• **AUFGABE A**
Zähle, wie viele Zeilen der Datensätze unten die Zeichenfolge „shirt“ enthalten. Gib nur die Zahl an.

• **SEITENAUSZUG**
>>
Was denn auch sonst? *fg*

 *firefly wrote:*   

> öhm swap partitionen tauchen nicht als gemounted in der ausgabe von mount auf.

 

genau daran liegt es!

 *firefly wrote:*   

> schau mal in der datei /proc/swaps

  die hat Knoppix nicht.

 *firefly wrote:*   

> ich vermute knoppix hat die swap partition beim booten erkannt und dann direkt verwendet.

 

bingo

 *firefly wrote:*   

> swapoff /dev/sda2

 

das hats getan!

Dadurch, daß er sowieso schon das gemacht hat, was ich wollte, hätte ich einfach nur weitermachen müssen.

tztztztz

danke!

----------

## firefly

 *obscurus wrote:*   

>  *obscurus wrote:*   Kann ja wieder nur ne Kleinigkeit sein... 
> 
> Was denn auch sonst? *fg*
> 
>  *firefly wrote:*   öhm swap partitionen tauchen nicht als gemounted in der ausgabe von mount auf. 
> ...
<<
• **DATENZEILEN**
>>
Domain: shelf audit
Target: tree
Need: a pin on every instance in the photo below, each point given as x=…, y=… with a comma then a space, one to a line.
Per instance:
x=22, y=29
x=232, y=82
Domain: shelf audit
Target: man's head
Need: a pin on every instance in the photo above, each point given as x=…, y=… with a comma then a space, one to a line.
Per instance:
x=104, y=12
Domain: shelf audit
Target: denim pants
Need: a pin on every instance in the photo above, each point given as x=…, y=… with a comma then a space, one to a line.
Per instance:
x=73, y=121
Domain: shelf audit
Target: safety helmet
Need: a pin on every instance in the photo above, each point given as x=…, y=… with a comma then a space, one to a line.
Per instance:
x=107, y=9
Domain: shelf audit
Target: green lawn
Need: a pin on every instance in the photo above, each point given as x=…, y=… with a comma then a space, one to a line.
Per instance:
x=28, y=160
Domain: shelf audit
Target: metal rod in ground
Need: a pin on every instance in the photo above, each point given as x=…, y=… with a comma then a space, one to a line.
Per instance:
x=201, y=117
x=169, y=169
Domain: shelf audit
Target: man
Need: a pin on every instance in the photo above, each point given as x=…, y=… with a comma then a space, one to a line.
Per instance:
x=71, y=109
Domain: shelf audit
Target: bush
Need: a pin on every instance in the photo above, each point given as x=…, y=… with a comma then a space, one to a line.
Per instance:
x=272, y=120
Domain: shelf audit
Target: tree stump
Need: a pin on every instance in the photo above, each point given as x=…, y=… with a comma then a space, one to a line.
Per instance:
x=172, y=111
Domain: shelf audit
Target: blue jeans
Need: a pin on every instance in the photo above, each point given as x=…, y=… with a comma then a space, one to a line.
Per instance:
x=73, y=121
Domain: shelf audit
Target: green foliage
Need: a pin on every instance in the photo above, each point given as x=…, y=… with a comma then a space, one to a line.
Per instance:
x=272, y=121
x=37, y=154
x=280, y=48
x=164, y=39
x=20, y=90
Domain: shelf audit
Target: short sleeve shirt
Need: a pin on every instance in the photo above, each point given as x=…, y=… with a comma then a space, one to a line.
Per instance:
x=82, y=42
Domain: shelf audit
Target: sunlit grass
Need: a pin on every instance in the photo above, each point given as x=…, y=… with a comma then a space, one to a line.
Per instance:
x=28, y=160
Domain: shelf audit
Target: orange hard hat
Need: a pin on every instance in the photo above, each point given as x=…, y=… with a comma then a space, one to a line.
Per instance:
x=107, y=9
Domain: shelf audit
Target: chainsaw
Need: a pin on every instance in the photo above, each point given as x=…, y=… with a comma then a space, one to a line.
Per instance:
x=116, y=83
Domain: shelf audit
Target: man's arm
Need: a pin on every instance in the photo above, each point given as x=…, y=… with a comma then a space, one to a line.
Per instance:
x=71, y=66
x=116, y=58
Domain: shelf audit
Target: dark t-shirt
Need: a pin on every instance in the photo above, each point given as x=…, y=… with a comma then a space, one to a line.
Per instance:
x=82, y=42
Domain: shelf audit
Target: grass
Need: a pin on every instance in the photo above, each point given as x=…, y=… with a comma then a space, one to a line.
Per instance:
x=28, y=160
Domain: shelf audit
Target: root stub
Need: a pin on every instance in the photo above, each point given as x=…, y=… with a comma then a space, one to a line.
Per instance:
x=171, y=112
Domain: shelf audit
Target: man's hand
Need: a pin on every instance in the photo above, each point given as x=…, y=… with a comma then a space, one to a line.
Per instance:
<<
• **AUFGABE B**
Schreib den Forenthread über die Swap-Partition unter Knoppix weiter und knüpf dabei an seinen letzten Satz an.

• **LÖSUNG A**
2

• **LÖSUNG B**
kann nicht sein, das knoppix diese Datei nicht hat, denn die wird vom kernel angelegt, da der inhalt von /proc  vom kernel erzeugte wird.

----------

## obscurus

 *firefly wrote:*   

>  *obscurus wrote:*    *firefly wrote:*   schau mal in der datei /proc/swaps  die hat Knoppix nicht. 
> 
> kann nicht sein, das knoppix diese Datei nicht hat, denn die wird vom kernel angelegt, da der inhalt von /proc  vom kernel erzeugte wird.

 

natürlich hast du recht!

Ich weiß nicht wo ich gestern nachgesehen hatte...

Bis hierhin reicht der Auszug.